---- DOCUMENT EXTRACT

Bank of Kigali raises dividends as profit hits Sh7bn
Bank of Kigali (BK Group) net profit for the year ended December 2022 rose by a 15.1 percent to Rwf59.7 billion (Sh7.1 billion), prompting the board to increase dividend payout.
The bank, which is listed on both the Nairobi and Rwanda stock markets, reported the rise in earnings from Rwf51.9 billion (Sh6.2 billion) on the back of a 14.5 percent growth in the loan book to Sh135 billion.
The lender has recommended a dividend of Rwf32.5 (Sh3.87), amounting to about Sh3.45 billion or half of the group’s after-tax profit.
The latest dividend is a rise from Rwf28.7 (Sh3.42) that was paid for each ordinary share in the previous financial year.
BK Group CEO Béata Habyarimana said the lender’s subsidiaries reported strong performances during the year, helping boost the bottom-line.
“We remain committed to delivering higher value for our shareholders and investors and are confident that we will continue to achieve even better results in the year 2023,” said Ms Habyarimana.
BK Group’s net interest income increased to Rwf137 billion from Rwf136 billion on the back of increased lending while non-interest income rose 22.8 percent to Rwf26.3 billion (Sh5.3 billion), helping to boost the bottom-line.
The Group chairman Marc Holtzman noted the asset quality recorded an improvement with non-performing loans (NPLs) ratio dropping to 2.6 percent compared to 5.3 percent in 2021.
“The company's success can be attributed to Rwanda’s post Covid-19 recovery and the group’s focus on improving asset quality and profitability. We are pleased to see double-digit growth across all key performance metrics,” said Mr Holtzman.
BK Group joins other Nairobi Securities Exchange-listed firms in increasing dividends in what has been another good year for banks.
The nine tier 1 lenders—Equity, KCB, Co-operative Bank, NCBA, DTB, Stanbic Bank of Kenya, Absa Kenya, Standard Chartered Bank of Kenya and I&M— raised their dividend payout by 22 percent to Sh63.07 billion from Sh51.8 billion as profits soared.

--------

**WHAT TO PRODUCE**. Please reproduce everything from "The latest dividend" down to "helping boost the bottom-line." in the Bank of Kigali dividend article above, word for word.

---- DATA EXTRACT

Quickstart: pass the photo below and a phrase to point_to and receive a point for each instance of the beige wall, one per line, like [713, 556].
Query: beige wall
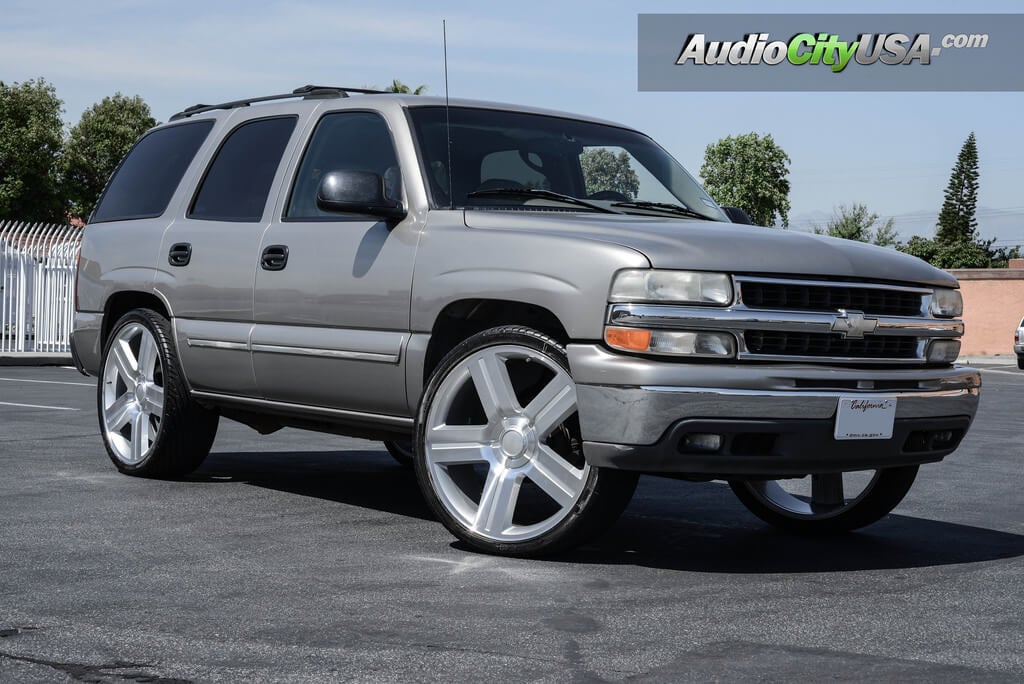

--------

**EXERCISE SOLUTION**.
The latest dividend is a rise from Rwf28.7 (Sh3.42) that was paid for each ordinary share in the previous financial year.
BK Group CEO Béata Habyarimana said the lender’s subsidiaries reported strong performances during the year, helping boost the bottom-line.